- What is expected: Recast every line of the records below as one string in a single JSON list, one string per line, omitting any blank lines.
'''
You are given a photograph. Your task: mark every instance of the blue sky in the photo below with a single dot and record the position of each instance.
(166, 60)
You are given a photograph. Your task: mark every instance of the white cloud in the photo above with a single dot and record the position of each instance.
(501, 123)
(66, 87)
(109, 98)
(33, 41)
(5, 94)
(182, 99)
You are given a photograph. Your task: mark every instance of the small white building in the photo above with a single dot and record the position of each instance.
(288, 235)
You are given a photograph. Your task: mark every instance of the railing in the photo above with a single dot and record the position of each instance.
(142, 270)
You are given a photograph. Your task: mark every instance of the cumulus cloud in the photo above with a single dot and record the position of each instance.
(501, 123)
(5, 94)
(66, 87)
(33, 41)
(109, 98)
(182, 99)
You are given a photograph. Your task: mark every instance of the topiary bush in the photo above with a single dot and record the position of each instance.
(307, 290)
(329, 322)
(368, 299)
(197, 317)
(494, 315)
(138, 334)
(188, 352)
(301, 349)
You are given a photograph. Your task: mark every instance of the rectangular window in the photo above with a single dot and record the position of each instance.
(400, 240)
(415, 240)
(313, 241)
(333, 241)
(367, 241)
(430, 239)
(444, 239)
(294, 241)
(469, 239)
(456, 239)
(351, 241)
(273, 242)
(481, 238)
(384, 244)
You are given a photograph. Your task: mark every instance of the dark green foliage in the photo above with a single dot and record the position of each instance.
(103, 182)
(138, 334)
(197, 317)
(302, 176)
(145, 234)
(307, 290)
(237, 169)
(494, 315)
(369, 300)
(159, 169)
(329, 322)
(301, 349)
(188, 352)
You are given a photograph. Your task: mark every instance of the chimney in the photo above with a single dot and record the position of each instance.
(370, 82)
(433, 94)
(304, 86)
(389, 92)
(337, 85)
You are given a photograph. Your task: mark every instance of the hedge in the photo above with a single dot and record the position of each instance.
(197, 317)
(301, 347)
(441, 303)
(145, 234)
'''
- Solution:
[
  "You are given a photograph. Your task: mark every instance of the blue sky in the photo below with a single dot and record the position of each instance.",
  "(166, 60)",
  "You are given a photograph. Your task: mark every instance of the white cloud in the photo above with a single dot and record the position of each instance.",
  "(501, 123)",
  "(66, 87)",
  "(109, 98)",
  "(33, 41)",
  "(5, 94)",
  "(182, 99)",
  "You are given a photograph. Your task: mark every instance of the small white building in the photo above with a single dot and record the position of each instance.",
  "(288, 235)",
  "You are given a photograph. Your task: mark every instance of the railing in the photo above with a single dot and record the position of each instance.",
  "(142, 270)",
  "You are given a photograph. Your task: mark every instance of the cumulus cloud in the photo above with a single dot and record the position of each instance.",
  "(501, 123)",
  "(5, 94)",
  "(66, 87)",
  "(33, 41)",
  "(109, 98)",
  "(182, 99)",
  "You are given a photograph. Your task: mark every instance of the topiary bush in the photo above with a single dot and record the position of each instance.",
  "(307, 290)",
  "(329, 322)",
  "(368, 299)",
  "(197, 317)",
  "(494, 315)",
  "(138, 334)",
  "(188, 352)",
  "(301, 349)",
  "You are given a photograph. Your task: mark every instance of the rectangular window in the photo above with a single dot and record the position of each instance.",
  "(400, 240)",
  "(415, 240)",
  "(313, 241)",
  "(333, 241)",
  "(367, 241)",
  "(430, 239)",
  "(444, 239)",
  "(294, 241)",
  "(469, 239)",
  "(456, 239)",
  "(351, 241)",
  "(273, 242)",
  "(481, 238)",
  "(384, 244)",
  "You are given a photograph. Your task: mark every instance of the dark green foliage in the photo above with a single dot and record the position of each instance.",
  "(103, 182)",
  "(138, 334)",
  "(197, 317)",
  "(302, 176)",
  "(145, 234)",
  "(307, 290)",
  "(237, 169)",
  "(494, 315)",
  "(369, 300)",
  "(159, 169)",
  "(329, 322)",
  "(301, 349)",
  "(188, 352)",
  "You are given a photograph. Your task: mark every instance of the chimney in the photo above with a single dot and record the position of each instance.",
  "(370, 82)",
  "(433, 94)",
  "(304, 86)",
  "(389, 92)",
  "(337, 85)",
  "You are given a photograph. Your task: mark every instance of the hedge in the photo above with a single dot and record the position of each instance.",
  "(197, 317)",
  "(301, 347)",
  "(441, 303)",
  "(145, 234)"
]